Can you resume the news report on the WHO's warning against spraying disinfectant, continuing it from its last sentence?

* _PAGE TEXT_:

───

Spraying disinfectant on streets, markets doesn't kill coronavirus, can be 'harmful', warns WHO
Geneva (Switzerland) | Jagran News Desk: The World Health Organisation (WHO) on Saturday issued a warning that spraying disinfectant on the streets, as practised in some countries, “does not kill the novel coronavirus” and can be ‘harmful’.
In a document on cleaning and disinfecting surfaces as part of the response to the virus, the WHO said that “spraying can be ineffective”.
Busting another myth, the WHO said that streets and pavements are not considered as “reservoirs of infection” of coronavirus, adding that spraying disinfectants can be “dangerous for human health”.
“Spraying or fumigation of outdoor spaces, such as streets or marketplaces, is... not recommended to kill the COVID-19 virus or other pathogens because disinfectant is inactivated by dirt and debris,” the WHO said in its document.
“Even in the absence of organic matter, chemical spraying is unlikely to adequately cover all surfaces for the duration of the required contact time needed to inactivate pathogens,” it added.
It stressed that spraying individuals with disinfectants is “not recommended under any circumstances”. The WHO said that spraying chlorine or other toxic chemicals on people can cause eye and skin irritation, bronchospasm and gastrointestinal effects.
“This could be physically and psychologically harmful and would not reduce an infected person's ability to spread the virus through droplets or contact,” the WHO said.

───

* _RECORD EXTRACTS_:
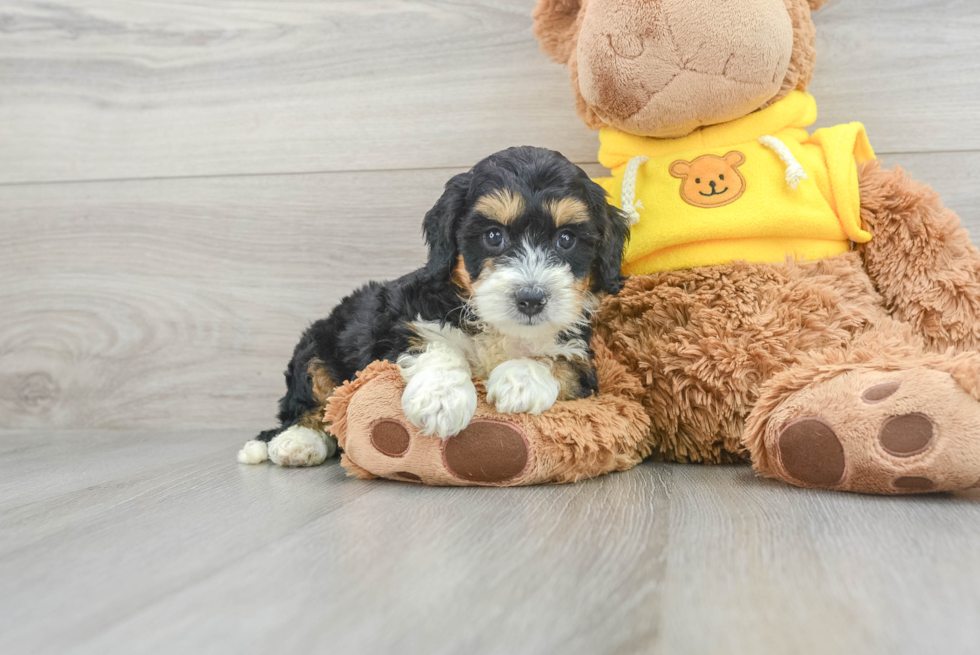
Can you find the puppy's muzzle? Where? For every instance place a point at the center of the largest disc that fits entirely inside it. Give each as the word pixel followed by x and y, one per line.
pixel 530 301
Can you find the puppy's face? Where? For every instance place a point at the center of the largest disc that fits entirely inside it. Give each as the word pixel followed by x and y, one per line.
pixel 533 240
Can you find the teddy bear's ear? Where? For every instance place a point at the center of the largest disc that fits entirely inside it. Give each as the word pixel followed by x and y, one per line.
pixel 735 159
pixel 555 25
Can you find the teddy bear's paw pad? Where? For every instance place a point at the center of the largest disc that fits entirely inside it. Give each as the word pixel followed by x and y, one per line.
pixel 906 435
pixel 486 452
pixel 887 432
pixel 811 452
pixel 913 483
pixel 390 438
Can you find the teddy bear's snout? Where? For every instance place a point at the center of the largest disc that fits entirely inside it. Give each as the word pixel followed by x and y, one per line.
pixel 660 67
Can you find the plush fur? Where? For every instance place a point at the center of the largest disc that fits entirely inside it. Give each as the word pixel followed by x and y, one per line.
pixel 518 246
pixel 857 372
pixel 663 68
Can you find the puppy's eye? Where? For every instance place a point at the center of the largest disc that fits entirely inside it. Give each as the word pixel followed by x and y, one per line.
pixel 494 237
pixel 566 241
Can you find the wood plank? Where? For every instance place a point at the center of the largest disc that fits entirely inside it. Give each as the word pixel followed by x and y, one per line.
pixel 96 456
pixel 761 567
pixel 201 554
pixel 176 303
pixel 134 89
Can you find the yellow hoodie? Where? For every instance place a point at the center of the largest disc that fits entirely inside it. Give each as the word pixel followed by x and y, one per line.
pixel 758 189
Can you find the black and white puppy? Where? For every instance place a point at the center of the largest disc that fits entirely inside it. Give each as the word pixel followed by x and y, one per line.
pixel 518 248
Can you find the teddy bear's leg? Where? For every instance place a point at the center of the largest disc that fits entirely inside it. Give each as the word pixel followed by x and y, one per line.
pixel 921 259
pixel 572 440
pixel 881 416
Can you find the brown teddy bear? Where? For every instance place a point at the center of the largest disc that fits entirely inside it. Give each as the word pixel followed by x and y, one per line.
pixel 790 301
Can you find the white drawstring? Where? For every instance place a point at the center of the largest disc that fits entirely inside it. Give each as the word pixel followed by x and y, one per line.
pixel 629 201
pixel 794 171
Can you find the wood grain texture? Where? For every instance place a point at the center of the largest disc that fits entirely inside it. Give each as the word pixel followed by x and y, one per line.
pixel 177 302
pixel 137 88
pixel 200 554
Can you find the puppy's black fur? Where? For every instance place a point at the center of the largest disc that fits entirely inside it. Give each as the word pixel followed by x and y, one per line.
pixel 373 322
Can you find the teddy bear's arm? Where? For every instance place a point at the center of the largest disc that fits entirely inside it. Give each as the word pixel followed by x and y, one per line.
pixel 921 259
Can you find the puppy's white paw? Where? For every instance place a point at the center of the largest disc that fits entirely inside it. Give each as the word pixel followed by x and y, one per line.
pixel 300 446
pixel 439 402
pixel 253 452
pixel 522 385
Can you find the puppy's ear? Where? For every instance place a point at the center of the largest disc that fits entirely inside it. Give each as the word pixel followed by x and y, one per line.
pixel 442 221
pixel 614 232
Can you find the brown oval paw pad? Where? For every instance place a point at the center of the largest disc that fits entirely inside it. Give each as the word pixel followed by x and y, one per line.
pixel 390 437
pixel 486 451
pixel 811 452
pixel 906 435
pixel 880 392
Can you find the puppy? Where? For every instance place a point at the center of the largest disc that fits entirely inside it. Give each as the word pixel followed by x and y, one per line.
pixel 518 248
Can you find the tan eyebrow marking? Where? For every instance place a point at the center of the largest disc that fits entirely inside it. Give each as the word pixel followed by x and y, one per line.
pixel 503 206
pixel 567 210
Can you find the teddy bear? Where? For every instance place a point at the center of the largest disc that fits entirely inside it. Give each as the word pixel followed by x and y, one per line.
pixel 790 301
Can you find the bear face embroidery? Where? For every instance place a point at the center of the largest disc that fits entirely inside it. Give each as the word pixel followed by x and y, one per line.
pixel 710 181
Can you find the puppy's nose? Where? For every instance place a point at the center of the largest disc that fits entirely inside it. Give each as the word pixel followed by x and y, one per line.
pixel 531 301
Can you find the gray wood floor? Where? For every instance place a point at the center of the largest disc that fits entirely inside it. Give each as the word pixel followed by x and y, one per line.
pixel 183 186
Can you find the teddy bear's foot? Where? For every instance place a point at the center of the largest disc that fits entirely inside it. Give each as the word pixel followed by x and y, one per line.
pixel 572 440
pixel 901 432
pixel 487 452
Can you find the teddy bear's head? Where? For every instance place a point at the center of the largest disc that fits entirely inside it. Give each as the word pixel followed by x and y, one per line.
pixel 664 68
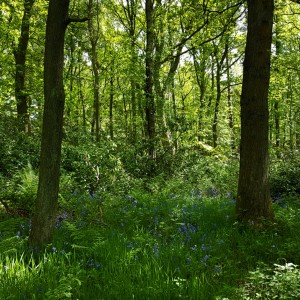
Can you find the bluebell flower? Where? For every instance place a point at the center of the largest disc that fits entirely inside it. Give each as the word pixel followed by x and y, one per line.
pixel 194 248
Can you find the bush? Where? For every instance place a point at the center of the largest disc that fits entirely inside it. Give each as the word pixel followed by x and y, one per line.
pixel 280 283
pixel 284 177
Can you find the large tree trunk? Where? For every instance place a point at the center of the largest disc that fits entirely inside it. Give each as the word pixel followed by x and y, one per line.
pixel 20 60
pixel 47 195
pixel 253 201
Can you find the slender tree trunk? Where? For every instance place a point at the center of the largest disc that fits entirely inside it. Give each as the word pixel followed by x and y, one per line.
pixel 47 195
pixel 94 36
pixel 20 75
pixel 229 102
pixel 149 81
pixel 218 98
pixel 253 200
pixel 111 105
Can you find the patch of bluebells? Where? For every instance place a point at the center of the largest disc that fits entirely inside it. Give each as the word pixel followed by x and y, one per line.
pixel 212 192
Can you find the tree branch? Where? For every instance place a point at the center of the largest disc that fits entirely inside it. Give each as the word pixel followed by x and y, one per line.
pixel 76 20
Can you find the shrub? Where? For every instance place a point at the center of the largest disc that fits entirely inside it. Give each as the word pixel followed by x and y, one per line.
pixel 280 283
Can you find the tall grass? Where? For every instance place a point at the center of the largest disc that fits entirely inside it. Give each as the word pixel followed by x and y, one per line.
pixel 163 245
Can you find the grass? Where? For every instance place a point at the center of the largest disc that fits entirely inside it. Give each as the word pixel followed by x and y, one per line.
pixel 143 245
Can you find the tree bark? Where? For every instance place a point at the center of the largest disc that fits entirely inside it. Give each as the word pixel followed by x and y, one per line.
pixel 149 80
pixel 253 200
pixel 20 75
pixel 94 36
pixel 47 195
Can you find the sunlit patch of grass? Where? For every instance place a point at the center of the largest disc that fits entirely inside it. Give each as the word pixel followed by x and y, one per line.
pixel 144 246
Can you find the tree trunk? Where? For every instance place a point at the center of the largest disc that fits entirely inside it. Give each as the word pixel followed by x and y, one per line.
pixel 111 106
pixel 253 200
pixel 149 81
pixel 94 36
pixel 47 195
pixel 20 60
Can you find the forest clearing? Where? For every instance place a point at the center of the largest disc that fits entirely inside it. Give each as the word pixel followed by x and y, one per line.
pixel 149 149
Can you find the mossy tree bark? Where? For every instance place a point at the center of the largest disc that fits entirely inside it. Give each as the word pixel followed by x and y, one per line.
pixel 20 61
pixel 47 195
pixel 254 201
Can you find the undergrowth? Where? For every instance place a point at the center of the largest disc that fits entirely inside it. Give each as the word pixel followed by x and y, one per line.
pixel 151 246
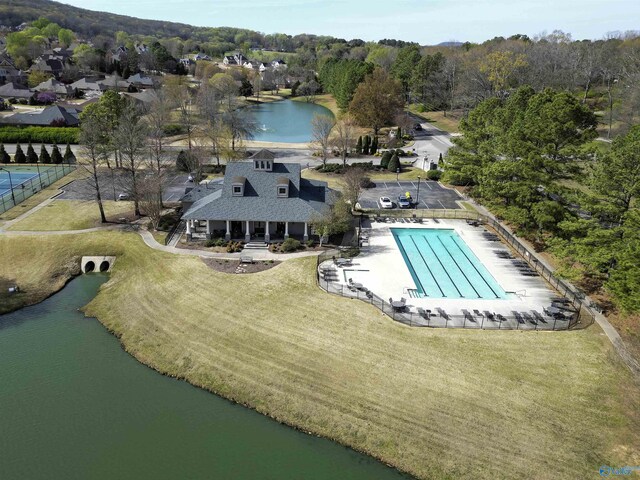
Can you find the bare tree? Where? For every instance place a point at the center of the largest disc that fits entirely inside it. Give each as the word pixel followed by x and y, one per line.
pixel 94 147
pixel 148 188
pixel 131 138
pixel 353 181
pixel 343 139
pixel 321 126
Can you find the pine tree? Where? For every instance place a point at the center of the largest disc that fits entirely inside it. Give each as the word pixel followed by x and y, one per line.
pixel 394 163
pixel 365 145
pixel 31 154
pixel 4 156
pixel 44 155
pixel 69 157
pixel 56 156
pixel 19 157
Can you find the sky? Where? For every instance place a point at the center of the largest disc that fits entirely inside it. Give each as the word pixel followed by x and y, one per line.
pixel 427 22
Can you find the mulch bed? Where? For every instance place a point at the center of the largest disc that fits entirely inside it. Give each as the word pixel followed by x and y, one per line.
pixel 234 266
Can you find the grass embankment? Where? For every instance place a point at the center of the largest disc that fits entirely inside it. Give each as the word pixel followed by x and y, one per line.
pixel 450 123
pixel 335 179
pixel 72 215
pixel 437 403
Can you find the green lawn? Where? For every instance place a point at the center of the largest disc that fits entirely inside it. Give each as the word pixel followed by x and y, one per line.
pixel 72 215
pixel 436 403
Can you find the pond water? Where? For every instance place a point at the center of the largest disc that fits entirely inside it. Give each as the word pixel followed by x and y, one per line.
pixel 286 121
pixel 74 405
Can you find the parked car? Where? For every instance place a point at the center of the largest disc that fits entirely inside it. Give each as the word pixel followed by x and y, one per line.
pixel 404 202
pixel 385 202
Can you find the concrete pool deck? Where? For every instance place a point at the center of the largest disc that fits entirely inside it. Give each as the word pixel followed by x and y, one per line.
pixel 381 269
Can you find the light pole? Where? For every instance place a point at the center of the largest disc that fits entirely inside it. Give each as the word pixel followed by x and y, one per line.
pixel 10 186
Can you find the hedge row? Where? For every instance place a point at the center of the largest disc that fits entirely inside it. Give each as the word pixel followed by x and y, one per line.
pixel 60 135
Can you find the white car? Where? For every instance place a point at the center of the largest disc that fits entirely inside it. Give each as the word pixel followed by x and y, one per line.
pixel 385 202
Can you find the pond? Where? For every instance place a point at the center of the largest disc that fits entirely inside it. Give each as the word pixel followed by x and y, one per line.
pixel 73 405
pixel 286 121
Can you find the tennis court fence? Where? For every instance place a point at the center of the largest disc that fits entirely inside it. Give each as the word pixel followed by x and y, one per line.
pixel 25 189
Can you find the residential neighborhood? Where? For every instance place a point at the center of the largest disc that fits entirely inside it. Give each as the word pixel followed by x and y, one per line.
pixel 319 240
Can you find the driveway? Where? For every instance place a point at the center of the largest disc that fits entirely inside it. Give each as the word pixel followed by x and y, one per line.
pixel 432 194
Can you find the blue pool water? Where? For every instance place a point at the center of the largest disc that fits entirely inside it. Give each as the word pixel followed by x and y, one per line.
pixel 443 266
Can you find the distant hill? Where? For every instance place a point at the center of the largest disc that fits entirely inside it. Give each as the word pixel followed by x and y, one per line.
pixel 86 22
pixel 450 44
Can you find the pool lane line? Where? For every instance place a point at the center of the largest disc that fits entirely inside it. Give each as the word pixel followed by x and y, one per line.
pixel 481 276
pixel 426 265
pixel 443 268
pixel 459 267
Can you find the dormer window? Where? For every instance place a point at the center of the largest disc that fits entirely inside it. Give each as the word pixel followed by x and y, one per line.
pixel 237 186
pixel 263 165
pixel 283 187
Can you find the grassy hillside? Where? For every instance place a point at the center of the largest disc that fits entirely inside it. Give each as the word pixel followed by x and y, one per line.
pixel 437 403
pixel 87 22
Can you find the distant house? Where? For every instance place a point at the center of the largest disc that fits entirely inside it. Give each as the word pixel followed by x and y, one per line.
pixel 51 66
pixel 13 90
pixel 144 99
pixel 259 198
pixel 53 115
pixel 54 86
pixel 8 71
pixel 141 81
pixel 236 60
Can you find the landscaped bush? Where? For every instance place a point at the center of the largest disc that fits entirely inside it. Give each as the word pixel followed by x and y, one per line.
pixel 394 163
pixel 39 134
pixel 174 129
pixel 290 245
pixel 434 174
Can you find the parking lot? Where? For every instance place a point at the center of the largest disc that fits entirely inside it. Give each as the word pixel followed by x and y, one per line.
pixel 432 194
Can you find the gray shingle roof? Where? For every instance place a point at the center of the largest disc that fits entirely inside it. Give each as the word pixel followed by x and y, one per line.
pixel 307 199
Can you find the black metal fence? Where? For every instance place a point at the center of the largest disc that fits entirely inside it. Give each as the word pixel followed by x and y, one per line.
pixel 440 319
pixel 21 191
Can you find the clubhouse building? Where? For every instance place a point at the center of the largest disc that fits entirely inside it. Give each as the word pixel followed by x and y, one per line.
pixel 258 199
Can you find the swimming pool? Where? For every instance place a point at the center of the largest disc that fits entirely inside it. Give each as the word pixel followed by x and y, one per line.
pixel 443 266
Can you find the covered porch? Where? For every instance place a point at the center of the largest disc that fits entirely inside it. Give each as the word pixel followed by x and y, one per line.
pixel 246 230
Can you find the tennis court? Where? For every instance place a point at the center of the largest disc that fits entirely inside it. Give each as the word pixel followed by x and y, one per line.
pixel 25 182
pixel 19 175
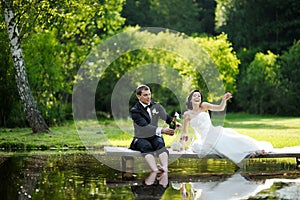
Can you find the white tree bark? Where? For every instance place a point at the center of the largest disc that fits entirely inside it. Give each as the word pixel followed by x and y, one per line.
pixel 33 116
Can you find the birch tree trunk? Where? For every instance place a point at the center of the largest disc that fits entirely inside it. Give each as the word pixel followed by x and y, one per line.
pixel 33 116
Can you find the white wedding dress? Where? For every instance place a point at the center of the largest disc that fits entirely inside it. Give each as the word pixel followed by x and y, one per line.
pixel 222 141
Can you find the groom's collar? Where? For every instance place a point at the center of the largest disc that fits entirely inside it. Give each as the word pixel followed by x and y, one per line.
pixel 145 105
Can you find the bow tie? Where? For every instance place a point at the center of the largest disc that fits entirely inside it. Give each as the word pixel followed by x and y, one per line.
pixel 148 106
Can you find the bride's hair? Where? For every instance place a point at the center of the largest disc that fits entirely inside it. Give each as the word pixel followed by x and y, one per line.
pixel 189 103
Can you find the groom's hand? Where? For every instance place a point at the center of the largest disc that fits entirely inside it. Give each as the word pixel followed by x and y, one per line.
pixel 167 131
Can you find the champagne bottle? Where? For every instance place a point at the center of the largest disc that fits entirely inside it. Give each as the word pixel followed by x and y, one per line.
pixel 173 123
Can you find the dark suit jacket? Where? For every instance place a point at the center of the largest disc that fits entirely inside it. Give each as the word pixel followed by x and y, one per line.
pixel 144 126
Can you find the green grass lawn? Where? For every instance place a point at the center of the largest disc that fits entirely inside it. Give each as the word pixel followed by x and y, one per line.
pixel 280 131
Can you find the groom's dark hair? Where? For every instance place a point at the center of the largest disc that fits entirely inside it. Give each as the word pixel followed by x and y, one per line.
pixel 140 88
pixel 189 103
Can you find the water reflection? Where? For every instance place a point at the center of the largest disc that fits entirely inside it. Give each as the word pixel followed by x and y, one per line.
pixel 239 187
pixel 153 187
pixel 79 175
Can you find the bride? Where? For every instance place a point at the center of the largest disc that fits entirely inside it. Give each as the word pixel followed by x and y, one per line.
pixel 217 140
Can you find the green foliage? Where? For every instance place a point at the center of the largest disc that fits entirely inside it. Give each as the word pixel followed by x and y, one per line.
pixel 184 16
pixel 224 57
pixel 213 64
pixel 259 86
pixel 289 79
pixel 44 67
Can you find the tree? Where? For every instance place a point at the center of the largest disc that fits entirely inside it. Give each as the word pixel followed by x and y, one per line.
pixel 289 81
pixel 184 16
pixel 34 117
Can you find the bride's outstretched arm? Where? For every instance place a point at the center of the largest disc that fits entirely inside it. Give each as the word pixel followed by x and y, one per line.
pixel 186 120
pixel 218 107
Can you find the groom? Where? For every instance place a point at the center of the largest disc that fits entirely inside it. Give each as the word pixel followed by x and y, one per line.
pixel 148 137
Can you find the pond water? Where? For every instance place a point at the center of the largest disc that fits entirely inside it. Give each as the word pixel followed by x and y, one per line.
pixel 79 175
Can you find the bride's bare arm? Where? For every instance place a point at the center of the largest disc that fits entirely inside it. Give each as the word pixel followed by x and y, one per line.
pixel 217 107
pixel 186 121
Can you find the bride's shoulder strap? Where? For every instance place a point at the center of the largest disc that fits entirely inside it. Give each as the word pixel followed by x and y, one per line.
pixel 186 115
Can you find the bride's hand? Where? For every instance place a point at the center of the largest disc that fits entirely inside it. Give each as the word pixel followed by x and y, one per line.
pixel 184 138
pixel 227 96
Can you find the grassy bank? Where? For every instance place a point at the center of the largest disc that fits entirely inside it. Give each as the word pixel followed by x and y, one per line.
pixel 280 131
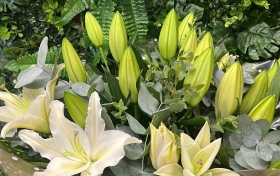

───

* _RESPONSE BOX_:
Citing a study that has shown it to be ineffective outside direct spraying areas, the WHO said warned against the systematic spraying and fumigating of disinfectants on to surfaces in indoor spaces.
“If disinfectants are to be applied, this should be done with a cloth or wipe that has been soaked in disinfectant,” it said.
The SARS-CoV-2 virus, the cause of the pandemic that has killed more than 300,000 people worldwide since its appearance in late December in China, can attach itself to surfaces and objects.
However, no precise information is currently available for the period during which the viruses remain infectious on the various surfaces.
Studies have shown that the virus can stay on several types of surfaces for several days. However, these maximum durations are only theoretical because they are recorded under laboratory conditions and should be "interpreted with caution" in the real-world environment.